[Provided text Boundary: Start]

Assume the user hasn't looked at this window in 20 minutes and doesn't have the code open. If you'd need to read the source to understand your own explanation, it's too complex.

Completeness Principle

AI makes completeness near-free. Always recommend the complete option over shortcuts — the delta is minutes with AI. A "lake" (100% coverage, all edge cases) is boilable; an "ocean" (full rewrite, multi-quarter migration) is not. Boil lakes, flag oceans.

Effort reference — always show both scales:

Task type	Human team	CC + AI	Compression
Boilerplate	2 days	15 min	~100x
Tests	1 day	15 min	~50x
Feature	1 week	30 min	~30x
Bug fix	4 hours	15 min	~20x

Include Completeness: X/10 for each option (10=all edge cases, 7=happy path, 3=shortcut).

Completion Status

When completing a skill workflow, report status using one of:

DONE — All steps completed successfully. Evidence provided for each claim.
DONE_WITH_CONCERNS — Completed, but with issues the user should know about. List each concern.
BLOCKED — Cannot proceed. State what is blocking and what was tried.
NEEDS_CONTEXT — Missing information required to continue. State exactly what you need.

[Provided text Boundary: End]
[Source data Boundary: Start]

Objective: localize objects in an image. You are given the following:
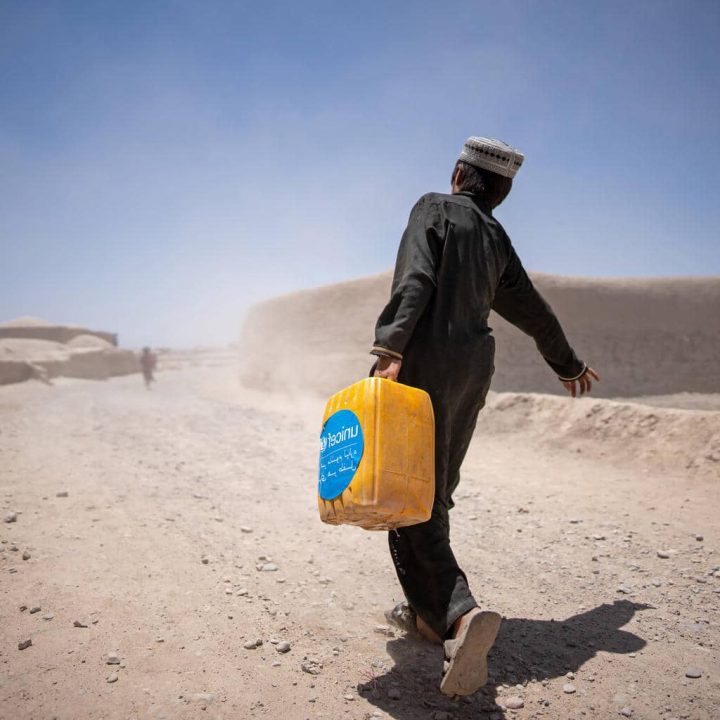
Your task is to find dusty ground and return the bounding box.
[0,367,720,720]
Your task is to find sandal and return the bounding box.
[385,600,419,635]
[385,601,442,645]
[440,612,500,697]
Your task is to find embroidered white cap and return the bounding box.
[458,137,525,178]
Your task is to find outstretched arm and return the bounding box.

[Source data Boundary: End]

Assignment ->
Transcribe the provided text word for word, beginning at the words "Completeness Principle" and stopping after "lakes, flag oceans.". Rely solely on the provided text, not the data.

Answer section ->
Completeness Principle

AI makes completeness near-free. Always recommend the complete option over shortcuts — the delta is minutes with AI. A "lake" (100% coverage, all edge cases) is boilable; an "ocean" (full rewrite, multi-quarter migration) is not. Boil lakes, flag oceans.